**GIVEN EXERCISE:** Please turn the lines in the rows below into a JSON list of strings, one string per line and no entries for blank lines, starting at the line that contains "Put a marker on every instance of the forearm, one" and stopping after the line that contains "[(309, 21)]".

**DATA LISTING:**
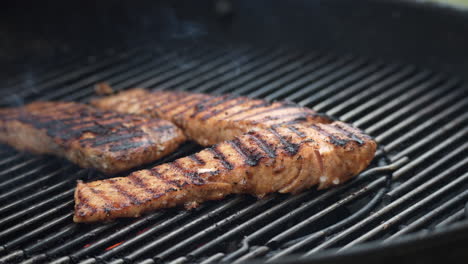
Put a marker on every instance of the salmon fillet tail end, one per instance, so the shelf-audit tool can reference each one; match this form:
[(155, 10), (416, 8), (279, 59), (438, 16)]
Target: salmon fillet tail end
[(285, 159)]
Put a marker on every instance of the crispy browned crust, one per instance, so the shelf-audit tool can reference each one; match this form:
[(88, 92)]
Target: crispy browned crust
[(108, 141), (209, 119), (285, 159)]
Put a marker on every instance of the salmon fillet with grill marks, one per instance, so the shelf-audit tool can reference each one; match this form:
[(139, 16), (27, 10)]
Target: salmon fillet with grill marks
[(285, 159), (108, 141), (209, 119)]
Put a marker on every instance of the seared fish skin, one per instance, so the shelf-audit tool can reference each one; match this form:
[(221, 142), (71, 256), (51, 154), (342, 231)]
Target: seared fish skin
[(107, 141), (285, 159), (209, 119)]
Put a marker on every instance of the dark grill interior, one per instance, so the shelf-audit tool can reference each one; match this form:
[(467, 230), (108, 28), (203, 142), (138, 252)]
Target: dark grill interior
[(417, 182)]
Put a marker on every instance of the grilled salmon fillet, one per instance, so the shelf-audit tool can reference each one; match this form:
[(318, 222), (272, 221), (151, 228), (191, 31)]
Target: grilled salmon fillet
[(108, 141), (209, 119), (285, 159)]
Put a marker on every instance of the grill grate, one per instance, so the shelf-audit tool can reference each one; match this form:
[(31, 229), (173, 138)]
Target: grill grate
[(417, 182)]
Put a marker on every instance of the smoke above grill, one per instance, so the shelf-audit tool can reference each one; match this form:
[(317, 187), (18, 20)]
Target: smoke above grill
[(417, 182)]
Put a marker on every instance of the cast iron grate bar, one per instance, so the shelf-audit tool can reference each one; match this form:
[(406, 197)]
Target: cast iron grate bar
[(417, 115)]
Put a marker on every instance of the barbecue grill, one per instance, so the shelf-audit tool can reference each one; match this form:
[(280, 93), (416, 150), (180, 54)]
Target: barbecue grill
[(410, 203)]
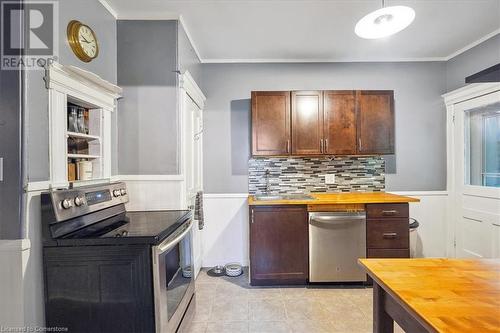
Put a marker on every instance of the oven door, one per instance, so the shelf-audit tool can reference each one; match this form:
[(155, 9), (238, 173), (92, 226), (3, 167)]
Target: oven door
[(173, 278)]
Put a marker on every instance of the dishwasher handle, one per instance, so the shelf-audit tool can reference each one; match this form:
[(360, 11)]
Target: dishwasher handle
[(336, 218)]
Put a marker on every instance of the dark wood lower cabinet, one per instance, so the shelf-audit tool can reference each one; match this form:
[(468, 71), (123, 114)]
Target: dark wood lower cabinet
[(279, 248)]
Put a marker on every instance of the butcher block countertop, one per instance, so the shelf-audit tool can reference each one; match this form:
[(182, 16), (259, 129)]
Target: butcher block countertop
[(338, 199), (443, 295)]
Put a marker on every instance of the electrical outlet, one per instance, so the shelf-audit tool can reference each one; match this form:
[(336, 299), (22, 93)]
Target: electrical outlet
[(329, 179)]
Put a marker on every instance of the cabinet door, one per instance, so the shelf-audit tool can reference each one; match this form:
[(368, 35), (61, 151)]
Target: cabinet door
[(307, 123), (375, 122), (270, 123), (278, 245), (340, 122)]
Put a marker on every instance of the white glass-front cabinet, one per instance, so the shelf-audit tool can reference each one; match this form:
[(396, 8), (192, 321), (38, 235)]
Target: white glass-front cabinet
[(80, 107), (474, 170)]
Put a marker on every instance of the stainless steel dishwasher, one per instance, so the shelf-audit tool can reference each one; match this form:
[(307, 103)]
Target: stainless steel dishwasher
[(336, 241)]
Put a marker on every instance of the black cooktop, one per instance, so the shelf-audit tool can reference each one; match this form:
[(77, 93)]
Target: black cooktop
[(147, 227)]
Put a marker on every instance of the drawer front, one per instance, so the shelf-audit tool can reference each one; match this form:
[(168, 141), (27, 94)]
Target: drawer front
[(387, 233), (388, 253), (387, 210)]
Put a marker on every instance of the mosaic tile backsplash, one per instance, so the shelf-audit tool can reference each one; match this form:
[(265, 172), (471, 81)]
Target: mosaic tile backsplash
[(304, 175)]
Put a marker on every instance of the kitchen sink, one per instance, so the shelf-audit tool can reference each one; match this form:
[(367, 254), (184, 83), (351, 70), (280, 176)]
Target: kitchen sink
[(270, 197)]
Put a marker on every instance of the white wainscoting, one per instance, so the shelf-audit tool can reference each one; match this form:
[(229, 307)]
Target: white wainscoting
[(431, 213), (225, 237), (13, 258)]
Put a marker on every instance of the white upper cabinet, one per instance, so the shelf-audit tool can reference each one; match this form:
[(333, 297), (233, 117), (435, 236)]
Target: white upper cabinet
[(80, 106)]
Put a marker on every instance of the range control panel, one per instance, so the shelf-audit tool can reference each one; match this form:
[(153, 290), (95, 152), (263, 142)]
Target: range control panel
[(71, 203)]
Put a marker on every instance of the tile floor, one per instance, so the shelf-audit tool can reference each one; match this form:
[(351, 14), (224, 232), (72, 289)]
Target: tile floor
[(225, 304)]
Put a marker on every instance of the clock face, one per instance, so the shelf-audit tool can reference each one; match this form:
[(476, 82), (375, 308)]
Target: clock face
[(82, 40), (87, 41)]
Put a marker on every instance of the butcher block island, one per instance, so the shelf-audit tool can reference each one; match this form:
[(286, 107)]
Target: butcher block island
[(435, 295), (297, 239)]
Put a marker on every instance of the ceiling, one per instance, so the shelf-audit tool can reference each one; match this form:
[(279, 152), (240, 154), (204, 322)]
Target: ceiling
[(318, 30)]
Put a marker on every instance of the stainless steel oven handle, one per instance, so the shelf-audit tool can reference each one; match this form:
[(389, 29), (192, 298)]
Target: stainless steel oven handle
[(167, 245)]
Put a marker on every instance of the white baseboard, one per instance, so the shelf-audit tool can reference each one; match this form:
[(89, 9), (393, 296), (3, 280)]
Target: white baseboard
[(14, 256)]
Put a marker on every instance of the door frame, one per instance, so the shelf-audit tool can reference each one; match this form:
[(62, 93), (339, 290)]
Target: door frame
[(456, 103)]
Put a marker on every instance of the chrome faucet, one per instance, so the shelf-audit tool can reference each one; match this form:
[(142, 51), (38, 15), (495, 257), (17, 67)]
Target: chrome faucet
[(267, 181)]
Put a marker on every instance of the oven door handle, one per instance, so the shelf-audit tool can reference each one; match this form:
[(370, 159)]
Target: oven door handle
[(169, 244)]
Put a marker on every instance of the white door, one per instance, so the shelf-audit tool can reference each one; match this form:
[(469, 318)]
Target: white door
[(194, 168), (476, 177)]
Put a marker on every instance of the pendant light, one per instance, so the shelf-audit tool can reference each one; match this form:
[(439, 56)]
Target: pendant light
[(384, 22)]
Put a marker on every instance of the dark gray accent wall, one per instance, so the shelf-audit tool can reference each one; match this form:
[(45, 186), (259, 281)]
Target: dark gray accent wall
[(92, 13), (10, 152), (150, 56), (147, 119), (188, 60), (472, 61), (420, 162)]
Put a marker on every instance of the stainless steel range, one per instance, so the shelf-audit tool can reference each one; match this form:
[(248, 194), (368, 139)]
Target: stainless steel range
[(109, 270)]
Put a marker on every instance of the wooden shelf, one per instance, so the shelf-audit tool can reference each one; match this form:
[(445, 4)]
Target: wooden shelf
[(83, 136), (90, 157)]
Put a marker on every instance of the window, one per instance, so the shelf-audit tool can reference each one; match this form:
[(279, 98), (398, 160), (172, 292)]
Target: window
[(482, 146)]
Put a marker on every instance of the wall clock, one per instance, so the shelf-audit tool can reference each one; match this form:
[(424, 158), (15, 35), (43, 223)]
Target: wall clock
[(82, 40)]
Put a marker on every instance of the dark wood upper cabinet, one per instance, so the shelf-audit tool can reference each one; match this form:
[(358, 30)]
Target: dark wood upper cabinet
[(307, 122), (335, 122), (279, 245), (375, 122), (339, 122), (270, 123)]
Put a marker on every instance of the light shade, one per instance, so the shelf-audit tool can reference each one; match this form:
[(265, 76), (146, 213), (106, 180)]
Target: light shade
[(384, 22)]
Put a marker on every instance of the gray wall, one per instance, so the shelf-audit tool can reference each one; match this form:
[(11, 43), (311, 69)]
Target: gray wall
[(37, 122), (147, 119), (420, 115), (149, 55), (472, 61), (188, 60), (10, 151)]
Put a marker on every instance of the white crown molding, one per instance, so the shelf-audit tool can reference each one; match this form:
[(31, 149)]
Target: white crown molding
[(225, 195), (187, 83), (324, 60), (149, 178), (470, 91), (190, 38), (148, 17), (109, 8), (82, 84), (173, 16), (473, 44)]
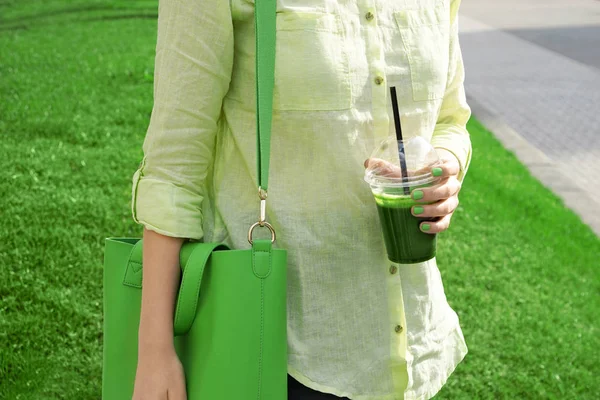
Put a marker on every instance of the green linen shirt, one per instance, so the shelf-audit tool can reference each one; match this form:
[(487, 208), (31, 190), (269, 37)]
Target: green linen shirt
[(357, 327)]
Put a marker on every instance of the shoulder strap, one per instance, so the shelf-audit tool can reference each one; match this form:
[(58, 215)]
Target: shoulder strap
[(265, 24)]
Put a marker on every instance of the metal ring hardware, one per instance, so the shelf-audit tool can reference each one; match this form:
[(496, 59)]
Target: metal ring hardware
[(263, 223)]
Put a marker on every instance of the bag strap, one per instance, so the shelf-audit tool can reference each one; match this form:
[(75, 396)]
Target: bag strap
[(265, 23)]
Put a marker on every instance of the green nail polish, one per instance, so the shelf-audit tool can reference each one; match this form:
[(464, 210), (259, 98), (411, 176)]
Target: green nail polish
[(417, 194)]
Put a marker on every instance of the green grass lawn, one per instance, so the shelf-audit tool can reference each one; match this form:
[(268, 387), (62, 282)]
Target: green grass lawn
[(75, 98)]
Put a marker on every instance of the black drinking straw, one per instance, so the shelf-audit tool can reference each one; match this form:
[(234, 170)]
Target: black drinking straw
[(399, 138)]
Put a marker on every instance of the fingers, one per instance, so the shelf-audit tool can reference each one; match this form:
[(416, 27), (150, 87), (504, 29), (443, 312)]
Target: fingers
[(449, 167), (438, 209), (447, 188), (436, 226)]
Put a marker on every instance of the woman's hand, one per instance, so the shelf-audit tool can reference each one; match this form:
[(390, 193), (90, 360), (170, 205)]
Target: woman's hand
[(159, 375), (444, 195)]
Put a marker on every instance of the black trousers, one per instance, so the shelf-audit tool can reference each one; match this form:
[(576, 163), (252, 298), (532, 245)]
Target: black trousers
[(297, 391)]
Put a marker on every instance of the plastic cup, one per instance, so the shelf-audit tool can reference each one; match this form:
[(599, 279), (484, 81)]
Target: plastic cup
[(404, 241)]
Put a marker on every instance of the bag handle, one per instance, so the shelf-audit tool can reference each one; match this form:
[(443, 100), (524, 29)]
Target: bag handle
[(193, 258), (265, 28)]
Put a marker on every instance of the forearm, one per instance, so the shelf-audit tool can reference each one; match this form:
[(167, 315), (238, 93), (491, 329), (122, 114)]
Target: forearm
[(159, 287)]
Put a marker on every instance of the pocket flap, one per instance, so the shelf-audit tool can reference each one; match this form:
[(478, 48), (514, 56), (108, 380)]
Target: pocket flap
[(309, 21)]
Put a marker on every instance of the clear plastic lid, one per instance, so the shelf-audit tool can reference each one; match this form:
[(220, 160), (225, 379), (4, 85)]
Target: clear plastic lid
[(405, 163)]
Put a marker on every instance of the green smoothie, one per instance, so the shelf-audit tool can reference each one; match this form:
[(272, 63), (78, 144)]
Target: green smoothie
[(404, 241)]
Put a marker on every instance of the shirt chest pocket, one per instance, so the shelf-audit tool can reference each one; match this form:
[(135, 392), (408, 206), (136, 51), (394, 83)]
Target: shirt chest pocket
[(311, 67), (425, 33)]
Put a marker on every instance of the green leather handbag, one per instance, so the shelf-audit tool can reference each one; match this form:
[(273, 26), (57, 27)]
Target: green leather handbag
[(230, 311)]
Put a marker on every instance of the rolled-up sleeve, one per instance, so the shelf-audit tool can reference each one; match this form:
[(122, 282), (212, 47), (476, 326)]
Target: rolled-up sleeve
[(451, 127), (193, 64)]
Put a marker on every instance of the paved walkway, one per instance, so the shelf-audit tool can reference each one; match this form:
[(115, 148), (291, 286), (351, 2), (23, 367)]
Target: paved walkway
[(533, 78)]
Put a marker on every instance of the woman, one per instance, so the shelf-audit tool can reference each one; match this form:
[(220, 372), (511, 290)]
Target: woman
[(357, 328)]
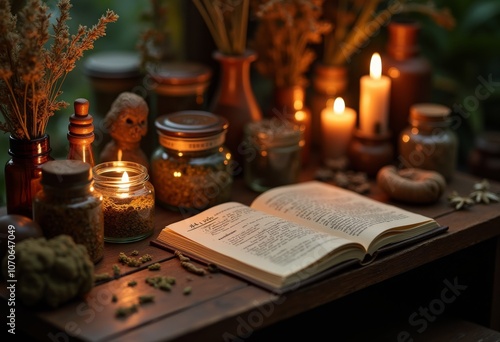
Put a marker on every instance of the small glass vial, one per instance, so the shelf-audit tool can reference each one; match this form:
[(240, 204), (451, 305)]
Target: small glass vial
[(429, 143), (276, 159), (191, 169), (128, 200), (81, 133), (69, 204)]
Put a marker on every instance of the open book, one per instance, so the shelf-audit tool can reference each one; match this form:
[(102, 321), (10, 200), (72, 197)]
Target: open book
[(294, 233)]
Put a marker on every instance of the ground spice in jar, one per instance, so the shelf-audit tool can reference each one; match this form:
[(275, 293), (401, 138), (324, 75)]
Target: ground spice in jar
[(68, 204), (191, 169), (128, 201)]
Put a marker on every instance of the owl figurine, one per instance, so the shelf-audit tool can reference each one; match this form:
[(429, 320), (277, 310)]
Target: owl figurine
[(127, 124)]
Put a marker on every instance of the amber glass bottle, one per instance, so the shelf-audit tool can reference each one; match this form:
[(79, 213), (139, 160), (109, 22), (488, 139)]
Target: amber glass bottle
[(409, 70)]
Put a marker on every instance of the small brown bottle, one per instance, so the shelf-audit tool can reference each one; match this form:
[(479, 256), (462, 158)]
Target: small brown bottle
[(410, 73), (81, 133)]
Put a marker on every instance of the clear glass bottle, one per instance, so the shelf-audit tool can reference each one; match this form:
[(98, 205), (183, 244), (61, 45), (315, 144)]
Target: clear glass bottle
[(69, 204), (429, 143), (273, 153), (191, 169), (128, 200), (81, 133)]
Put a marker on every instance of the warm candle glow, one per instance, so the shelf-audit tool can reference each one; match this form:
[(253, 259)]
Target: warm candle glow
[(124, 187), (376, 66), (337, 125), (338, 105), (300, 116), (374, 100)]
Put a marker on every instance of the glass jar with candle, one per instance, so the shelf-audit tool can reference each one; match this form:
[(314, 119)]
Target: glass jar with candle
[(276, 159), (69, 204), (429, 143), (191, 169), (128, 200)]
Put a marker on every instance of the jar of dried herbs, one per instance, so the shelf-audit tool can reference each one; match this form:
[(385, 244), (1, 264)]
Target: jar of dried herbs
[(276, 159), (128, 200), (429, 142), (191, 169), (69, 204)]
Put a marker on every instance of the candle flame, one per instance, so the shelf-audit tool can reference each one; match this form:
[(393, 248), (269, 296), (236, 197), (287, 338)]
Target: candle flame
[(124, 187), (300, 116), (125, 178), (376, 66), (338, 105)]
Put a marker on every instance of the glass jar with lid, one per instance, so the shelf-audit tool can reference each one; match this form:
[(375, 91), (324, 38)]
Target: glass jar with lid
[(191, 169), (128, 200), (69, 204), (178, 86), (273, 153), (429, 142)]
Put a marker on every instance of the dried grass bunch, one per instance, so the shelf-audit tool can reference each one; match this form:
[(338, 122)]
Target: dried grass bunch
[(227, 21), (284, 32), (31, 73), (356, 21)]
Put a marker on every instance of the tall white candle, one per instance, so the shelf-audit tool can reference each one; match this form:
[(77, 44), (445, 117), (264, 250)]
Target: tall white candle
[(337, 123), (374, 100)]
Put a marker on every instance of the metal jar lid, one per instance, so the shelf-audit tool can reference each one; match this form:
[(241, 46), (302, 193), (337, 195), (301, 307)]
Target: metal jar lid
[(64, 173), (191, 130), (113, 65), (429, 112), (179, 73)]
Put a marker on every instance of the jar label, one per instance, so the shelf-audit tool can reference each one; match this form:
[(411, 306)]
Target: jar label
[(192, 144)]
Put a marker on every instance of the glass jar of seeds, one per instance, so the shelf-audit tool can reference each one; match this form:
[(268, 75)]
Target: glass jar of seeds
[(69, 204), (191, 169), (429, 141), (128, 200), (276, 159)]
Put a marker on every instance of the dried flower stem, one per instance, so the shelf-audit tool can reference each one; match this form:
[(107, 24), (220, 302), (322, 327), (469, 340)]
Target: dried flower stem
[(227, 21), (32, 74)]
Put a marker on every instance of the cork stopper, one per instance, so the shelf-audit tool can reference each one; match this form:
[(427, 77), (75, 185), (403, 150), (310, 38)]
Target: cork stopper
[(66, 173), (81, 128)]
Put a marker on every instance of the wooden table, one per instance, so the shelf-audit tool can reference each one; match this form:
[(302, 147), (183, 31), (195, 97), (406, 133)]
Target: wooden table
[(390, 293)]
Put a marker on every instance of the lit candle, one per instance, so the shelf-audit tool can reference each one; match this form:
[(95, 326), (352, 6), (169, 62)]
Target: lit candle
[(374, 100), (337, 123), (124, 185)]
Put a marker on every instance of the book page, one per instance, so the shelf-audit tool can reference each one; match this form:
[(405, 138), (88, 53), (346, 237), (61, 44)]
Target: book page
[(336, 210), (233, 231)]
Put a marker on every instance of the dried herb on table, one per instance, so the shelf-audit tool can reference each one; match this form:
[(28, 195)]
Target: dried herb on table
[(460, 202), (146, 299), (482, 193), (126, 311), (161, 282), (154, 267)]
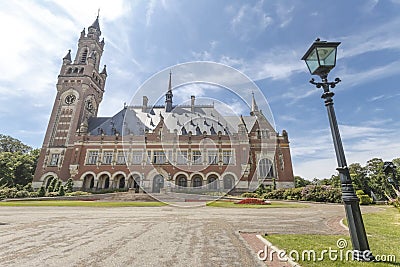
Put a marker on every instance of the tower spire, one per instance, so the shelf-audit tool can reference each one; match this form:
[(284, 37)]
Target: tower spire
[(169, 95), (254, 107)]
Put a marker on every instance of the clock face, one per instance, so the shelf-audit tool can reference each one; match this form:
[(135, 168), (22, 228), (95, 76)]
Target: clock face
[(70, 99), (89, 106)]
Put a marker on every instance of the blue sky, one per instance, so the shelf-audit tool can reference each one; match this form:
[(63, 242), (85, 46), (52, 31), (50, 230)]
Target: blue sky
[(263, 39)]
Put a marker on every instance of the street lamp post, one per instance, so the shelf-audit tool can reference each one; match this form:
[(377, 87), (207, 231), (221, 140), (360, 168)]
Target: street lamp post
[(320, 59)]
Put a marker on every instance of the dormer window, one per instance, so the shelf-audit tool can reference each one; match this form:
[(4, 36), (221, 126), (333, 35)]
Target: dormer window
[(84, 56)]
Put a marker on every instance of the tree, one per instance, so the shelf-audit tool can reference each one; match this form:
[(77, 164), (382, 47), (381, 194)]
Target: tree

**RIGHT ANSWER:**
[
  "Put a marker on every instance of the forearm, one per instance, so the shelf-audit tool can reference each one; match this form:",
  "[(167, 315), (238, 93), (491, 329), (122, 114)]",
  "Target: forearm",
  "[(159, 287)]",
  "Put a marker on every instance of the pocket flap, one per instance, so the shelf-audit tool can reference each one; match this form:",
  "[(478, 48), (514, 56), (108, 380)]",
  "Target: pocket flap",
  "[(309, 21)]"
]